==== Passage ====

Spending A Day At Jupiter's WWBA With A College Assistant Coach
Perfect Game’s World Wood Bat World Championship in Jupiter, Fla., has long been one of the biggest events on both the recruiting and scouting calendar. For scouts, its impact is clear: it’s the biggest and best fall event, drawing premium players around the country to one place for a weekend.
That used to be the draw for college coaches as well. But as the recruiting process has sped up, it has become rare for high-end players to be uncommitted going into the fall of their senior year or, in many cases, their junior year. Still, dozens of college coaches come to the event every year to watch their commits and the uncommitted players that do participate.
PG’s decision a few years ago to move its WWBA Freshman World Championship to the same weekend in nearby West Palm Beach gives coaches another event to see players and many split time between the two tournaments. But baseball’s new recruiting calendar, which went into effect in August, shrunk the fall evaluation period. With less time to go out on the road, the question was would the Jupiter/West Palm Beach double bill still be the crown jewel of the fall? The answer seemed to be “yes,” because the recruiters were still out in force this year.
To get a better understanding of why Jupiter and West Palm Beach are so important to recruiters, I spent one day of the weekend tagging along with a Power Five Conference assistant coach. Because NCAA rules prohibit coaches from speaking on the record about unsigned recruits, our coach is anonymous, as are other coaches in the story. Team names and specific recruits’ identities have also been removed.
No coach is particularly thrilled with scouting freshmen in high school. Nearly everyone believes baseball’s recruiting process has become too accelerated. We’re watching players who have yet to play a game for their high school. The size disparity among players on the field is significant—the biggest would not physically look out of place among college freshmen and the smallest are still waiting to hit puberty.
But at the complex this morning there are about a dozen coaches, all from Power Five Conference schools. They may not like it, because they know its more difficult to get an evaluation right for a player at this age, but very few of them are willing to completely disengage with the process altogether and risk falling behind their peers.
Our coach has been coming to Jupiter for more than a decade, but he says he might not come if he couldn’t also go to West Palm Beach.
“It’s been hit or miss whether I come to Jupiter the last few years,” he says. “I’m here primarily for the 2023s (graduates).”
None of us are going to be here for the 2023s for much longer—dark clouds are rolling into West Palm Beach. It’s the third inning and our coach, who was standing down the line, has moved behind the plate, where he gives another assistant coach in his conference a heads-up that the rain is coming. With that, he keeps moving toward the parking lot.
“I’m going to sit in the car,” he says. “I’m not going to get soaked because the thing about getting soaked this early in the day is you’re wet the rest of the day, and I’m not going back to the hotel to change.”
The rain begins to fall as we head to our cars and, not long after, it’s pouring.
“This is when the day turns into a goat screw.”

====

● **Task directions**
According to the article about the Jupiter WWBA, when did baseball's new recruiting calendar go into effect?

==== Raw data ====

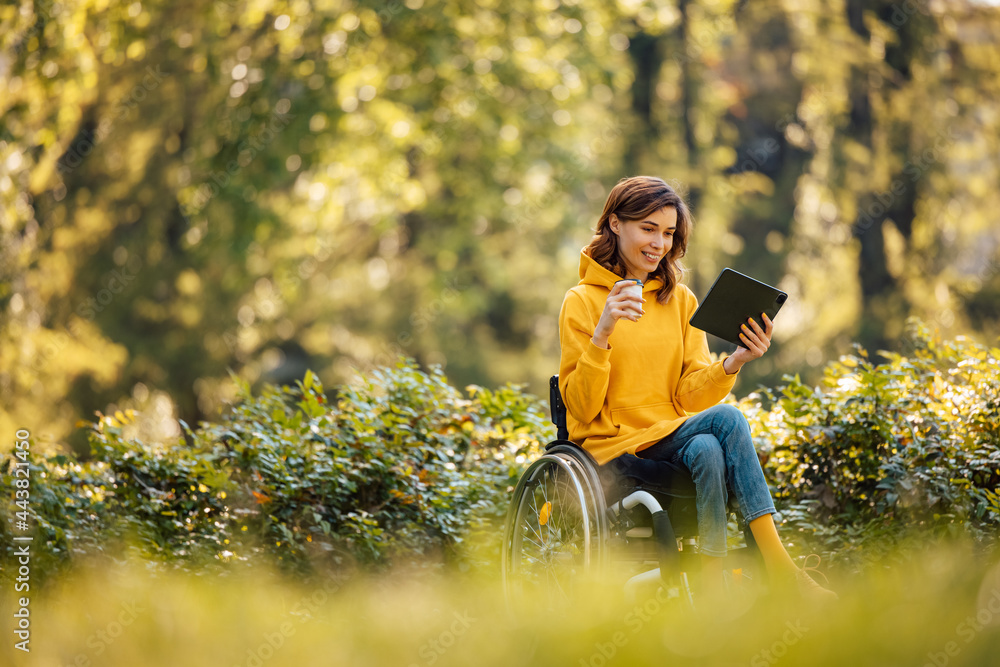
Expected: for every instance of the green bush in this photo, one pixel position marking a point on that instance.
(881, 453)
(402, 467)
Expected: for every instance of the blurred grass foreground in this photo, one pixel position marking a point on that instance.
(361, 525)
(942, 608)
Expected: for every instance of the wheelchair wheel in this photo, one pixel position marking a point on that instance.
(552, 536)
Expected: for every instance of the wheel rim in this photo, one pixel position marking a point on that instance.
(549, 541)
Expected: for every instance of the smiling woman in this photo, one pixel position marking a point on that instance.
(632, 368)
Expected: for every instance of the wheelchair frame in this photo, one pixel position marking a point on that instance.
(560, 526)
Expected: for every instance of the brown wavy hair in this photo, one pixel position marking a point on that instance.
(635, 198)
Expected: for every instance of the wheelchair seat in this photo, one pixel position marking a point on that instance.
(570, 516)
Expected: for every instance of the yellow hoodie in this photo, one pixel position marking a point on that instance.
(630, 396)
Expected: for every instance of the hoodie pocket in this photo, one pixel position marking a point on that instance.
(642, 416)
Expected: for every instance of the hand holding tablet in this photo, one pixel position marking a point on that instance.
(732, 300)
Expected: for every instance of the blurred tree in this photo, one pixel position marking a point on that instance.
(190, 187)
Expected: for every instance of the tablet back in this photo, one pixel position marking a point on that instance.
(732, 300)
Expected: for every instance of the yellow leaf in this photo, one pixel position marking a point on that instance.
(545, 513)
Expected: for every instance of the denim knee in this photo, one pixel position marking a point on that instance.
(704, 457)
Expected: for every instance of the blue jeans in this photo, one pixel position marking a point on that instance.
(715, 446)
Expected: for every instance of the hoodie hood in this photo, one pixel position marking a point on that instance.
(592, 273)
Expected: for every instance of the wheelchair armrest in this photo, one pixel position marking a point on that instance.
(558, 409)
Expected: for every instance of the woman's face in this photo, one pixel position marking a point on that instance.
(642, 244)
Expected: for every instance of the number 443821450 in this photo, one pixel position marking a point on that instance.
(21, 477)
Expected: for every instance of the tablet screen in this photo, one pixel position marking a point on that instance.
(732, 300)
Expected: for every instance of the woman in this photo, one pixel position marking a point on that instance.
(632, 367)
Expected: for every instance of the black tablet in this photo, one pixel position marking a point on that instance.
(732, 300)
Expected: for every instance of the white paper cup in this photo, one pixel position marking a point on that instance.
(633, 288)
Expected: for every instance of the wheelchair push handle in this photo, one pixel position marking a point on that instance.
(558, 409)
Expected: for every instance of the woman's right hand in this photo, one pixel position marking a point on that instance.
(617, 306)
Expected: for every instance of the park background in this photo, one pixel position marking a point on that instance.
(201, 200)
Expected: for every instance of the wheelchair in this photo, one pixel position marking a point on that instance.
(570, 519)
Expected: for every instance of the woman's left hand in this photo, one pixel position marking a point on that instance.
(756, 341)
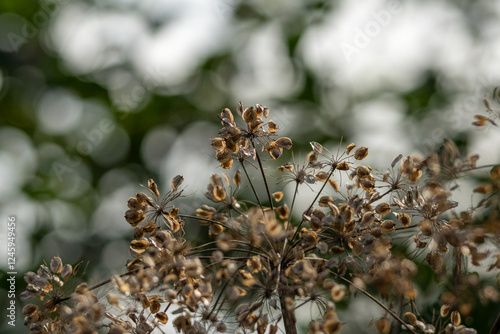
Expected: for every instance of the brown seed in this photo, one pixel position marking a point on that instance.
(362, 172)
(383, 209)
(272, 127)
(445, 310)
(388, 226)
(325, 200)
(153, 187)
(455, 318)
(278, 196)
(227, 114)
(404, 219)
(249, 115)
(56, 265)
(361, 153)
(322, 176)
(283, 211)
(161, 317)
(334, 184)
(227, 164)
(237, 178)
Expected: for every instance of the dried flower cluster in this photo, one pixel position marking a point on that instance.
(266, 261)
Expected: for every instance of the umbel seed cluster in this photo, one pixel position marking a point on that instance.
(366, 234)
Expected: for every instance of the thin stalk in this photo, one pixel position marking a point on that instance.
(263, 175)
(251, 184)
(288, 221)
(312, 204)
(394, 315)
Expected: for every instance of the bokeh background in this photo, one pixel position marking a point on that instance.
(98, 96)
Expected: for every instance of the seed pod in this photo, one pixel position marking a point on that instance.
(317, 148)
(161, 317)
(338, 292)
(176, 182)
(66, 271)
(249, 115)
(368, 219)
(227, 114)
(284, 142)
(227, 164)
(322, 176)
(383, 209)
(455, 318)
(361, 153)
(404, 219)
(272, 127)
(325, 200)
(153, 187)
(283, 211)
(388, 226)
(278, 196)
(56, 265)
(334, 184)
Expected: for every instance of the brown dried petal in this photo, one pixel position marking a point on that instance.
(153, 187)
(56, 265)
(361, 153)
(176, 182)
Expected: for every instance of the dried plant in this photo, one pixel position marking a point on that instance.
(266, 261)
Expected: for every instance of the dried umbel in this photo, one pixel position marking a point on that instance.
(365, 234)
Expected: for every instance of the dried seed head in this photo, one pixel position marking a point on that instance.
(134, 217)
(445, 310)
(272, 127)
(366, 184)
(153, 187)
(334, 184)
(278, 196)
(361, 153)
(161, 317)
(311, 157)
(56, 265)
(325, 200)
(383, 209)
(254, 264)
(317, 148)
(338, 292)
(322, 176)
(227, 164)
(66, 271)
(388, 226)
(283, 211)
(404, 219)
(237, 178)
(362, 172)
(455, 318)
(249, 115)
(176, 182)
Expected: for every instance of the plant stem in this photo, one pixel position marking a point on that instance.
(394, 315)
(263, 175)
(288, 316)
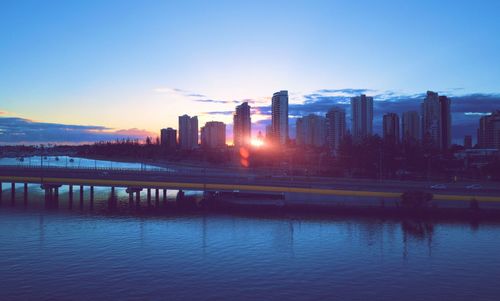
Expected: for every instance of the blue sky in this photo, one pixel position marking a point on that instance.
(120, 65)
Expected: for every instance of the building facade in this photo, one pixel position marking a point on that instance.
(362, 117)
(436, 120)
(188, 132)
(168, 138)
(311, 131)
(335, 128)
(279, 120)
(391, 127)
(445, 106)
(488, 134)
(242, 125)
(213, 134)
(411, 127)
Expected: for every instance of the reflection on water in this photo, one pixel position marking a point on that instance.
(146, 255)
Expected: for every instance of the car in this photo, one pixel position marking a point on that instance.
(438, 186)
(474, 186)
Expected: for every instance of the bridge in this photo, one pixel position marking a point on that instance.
(292, 188)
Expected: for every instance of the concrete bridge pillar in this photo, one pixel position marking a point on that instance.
(112, 201)
(138, 199)
(131, 191)
(91, 197)
(81, 196)
(51, 195)
(13, 193)
(130, 198)
(70, 196)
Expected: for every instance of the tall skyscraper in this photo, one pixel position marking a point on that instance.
(188, 132)
(411, 127)
(311, 131)
(445, 104)
(468, 141)
(213, 134)
(362, 117)
(488, 134)
(242, 125)
(280, 117)
(168, 138)
(391, 127)
(335, 127)
(436, 120)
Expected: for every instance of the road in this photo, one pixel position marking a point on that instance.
(239, 180)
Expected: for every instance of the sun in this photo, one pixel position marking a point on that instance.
(255, 142)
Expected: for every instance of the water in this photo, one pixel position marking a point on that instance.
(75, 162)
(78, 254)
(130, 254)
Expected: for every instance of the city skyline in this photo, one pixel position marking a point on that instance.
(111, 69)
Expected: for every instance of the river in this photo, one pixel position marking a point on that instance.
(84, 254)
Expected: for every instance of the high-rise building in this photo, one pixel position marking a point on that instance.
(168, 138)
(445, 104)
(362, 117)
(311, 130)
(391, 127)
(431, 116)
(436, 120)
(269, 133)
(242, 125)
(188, 132)
(213, 134)
(411, 127)
(335, 127)
(280, 117)
(468, 141)
(488, 134)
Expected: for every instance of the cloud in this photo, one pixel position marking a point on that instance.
(466, 109)
(15, 130)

====

● **Answer to the problem**
In August.